[PASSAGE PROVIDED]
[start]

The moving party has the initial responsibility of informing the court of the basis for the belief that summary judgment is warranted. Celotex Corp. v. Catrett, 477 U.S. 317, 323, 106 S.Ct. 2548, 2553, 91 L.Ed.2d 265 (1986); Pulliam, Inv. Co., Inc. v. Cameo Properties, 810 F.2d 1282, 1286 (4th Cir. 1987). If the moving party does not bear the ultimate burden of persuasion, it must show that there is an absence of evidence to support the non-moving party’s claim. See Celotex, 477 U.S. at 325, 106 S.Ct. at 2554. Once a motion for summary judgment is made and supported, the non-moving party “may not rest upon the mere allegations or denials of [that] party’s pleading, but ... must set forth specific facts showing that there is a genuine issue for trial.” Fed.R.Civ.P. 56(e). See also Anderson v. Liberty Lobby, Inc., 477 U.S. 242, 248, 106 S.Ct. 2505, 2510, 91 L.Ed.2d 202 (1986). The non-movant “must do more than simply show that there is some metaphysical doubt as to the material facts.” Matsushita Elec. Indus. Co., Ltd. v. Zenith Radio Corp., 475 U.S. 574, 586, 106 S.Ct. 1348, 1356, 89 L.Ed.2d 538 (1986). It must show that there is sufficient evidence from which a reasonable factfinder could find in its favor. Id. at 322-23, 106 S.Ct. at 2552-53. This standard “mirrors the standard for a directed verdict under Federal Rule of Civil Procedure 50(a), which is that the trial judge must direct a verdict if, under governing law, there can be but one reasonable conclusion.” See Anderson, 477 U.S. at 250, 106 S.Ct. at 2511. In determining the sufficiency of the nonmoving party’s evidence, all inferences to be drawn from underlying facts should be resolved in the favor of the nonmoving party, Matsushita, 475 U.S. at 587, 106 S.Ct. at 1356, but only such evidence as would be admissible at trial can be considered. See Wilson v. Clancy, 747 F.Supp. 1154, 1158 (D.Md.1990), aff'd, 940 F.2d 654 (4th Cir. 1991).

III. LEGAL ANALYSIS

Although the plaintiffs and the defendant have both moved for summary judgment on the merits, the defendant has also argued that the case is not justiciable because the plaintiffs lack standing and the case is not yet ripe for resolution. This opinion will address the defendant’s justiciability arguments before analyzing the arguments of both parties on the merits.

A. Justiciability.

[end]

[AIM 1]
Duplicate the portion of the summary judgment passage starting at "III. LEGAL ANALYSIS" and ending at "A. Justiciability.".
[AIM 2]
Answer these questions from the summary judgment passage:
(a) Which Federal Rule of Civil Procedure sets the directed verdict standard that the summary judgment standard is said to mirror?
(b) On what two grounds does the defendant argue that the case is not justiciable?
(c) What initial responsibility does the moving party have?

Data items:

[start]

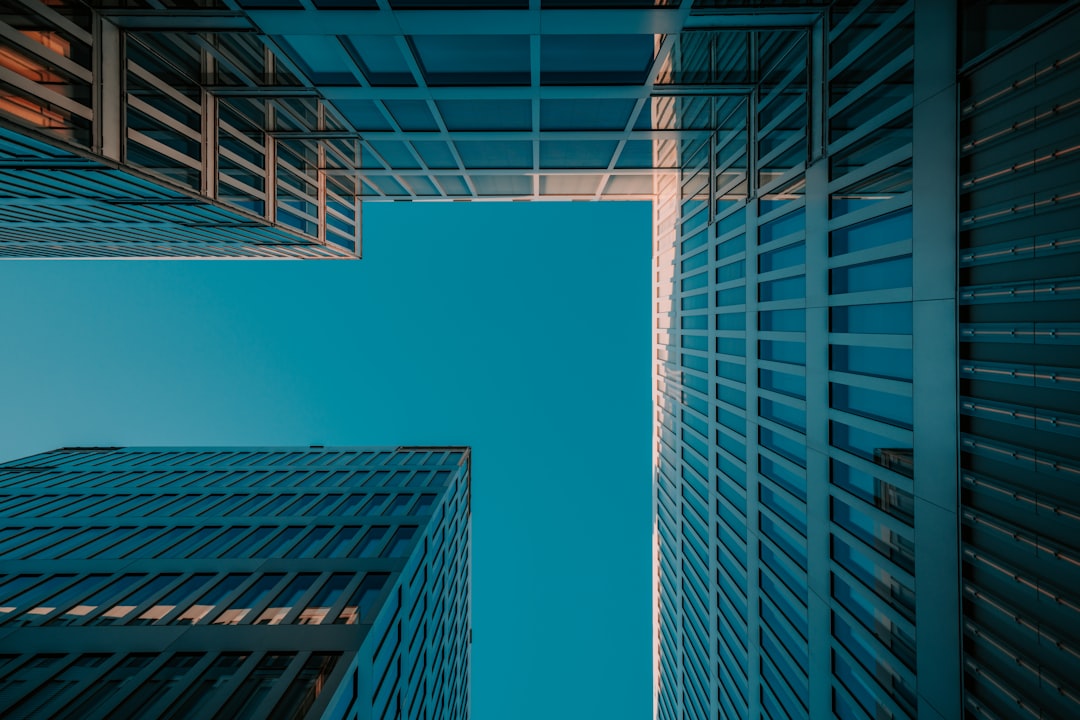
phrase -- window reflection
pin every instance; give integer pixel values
(320, 606)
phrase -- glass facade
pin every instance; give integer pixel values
(223, 583)
(865, 271)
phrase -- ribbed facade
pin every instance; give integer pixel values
(229, 583)
(865, 421)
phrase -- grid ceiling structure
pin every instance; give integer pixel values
(288, 113)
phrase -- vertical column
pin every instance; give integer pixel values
(817, 386)
(753, 541)
(210, 124)
(934, 361)
(108, 96)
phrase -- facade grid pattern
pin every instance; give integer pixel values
(257, 582)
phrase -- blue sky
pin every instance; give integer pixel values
(522, 329)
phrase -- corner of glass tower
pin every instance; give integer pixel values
(287, 583)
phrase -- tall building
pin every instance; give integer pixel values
(866, 267)
(292, 583)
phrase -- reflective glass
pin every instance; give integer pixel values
(127, 605)
(326, 597)
(243, 606)
(478, 59)
(210, 600)
(363, 598)
(595, 58)
(281, 606)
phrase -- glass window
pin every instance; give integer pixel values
(243, 606)
(339, 545)
(323, 505)
(397, 505)
(90, 603)
(363, 598)
(889, 318)
(56, 540)
(192, 705)
(786, 288)
(119, 611)
(96, 542)
(875, 576)
(247, 507)
(878, 362)
(255, 687)
(320, 606)
(61, 599)
(219, 543)
(476, 59)
(115, 683)
(210, 600)
(784, 257)
(423, 505)
(886, 407)
(349, 506)
(881, 230)
(401, 540)
(254, 540)
(878, 493)
(782, 351)
(880, 275)
(782, 321)
(306, 548)
(595, 58)
(305, 688)
(298, 506)
(197, 539)
(370, 542)
(279, 542)
(24, 599)
(281, 606)
(166, 677)
(585, 114)
(131, 544)
(865, 444)
(782, 227)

[end]

[WRITTEN RESPONSE 1]
III. LEGAL ANALYSIS

Although the plaintiffs and the defendant have both moved for summary judgment on the merits, the defendant has also argued that the case is not justiciable because the plaintiffs lack standing and the case is not yet ripe for resolution. This opinion will address the defendant’s justiciability arguments before analyzing the arguments of both parties on the merits.

A. Justiciability.

[WRITTEN RESPONSE 2]
(a) Federal Rule of Civil Procedure 50(a).
(b) The plaintiffs lack standing, and the case is not yet ripe for resolution.
(c) Informing the court of the basis for the belief that summary judgment is warranted.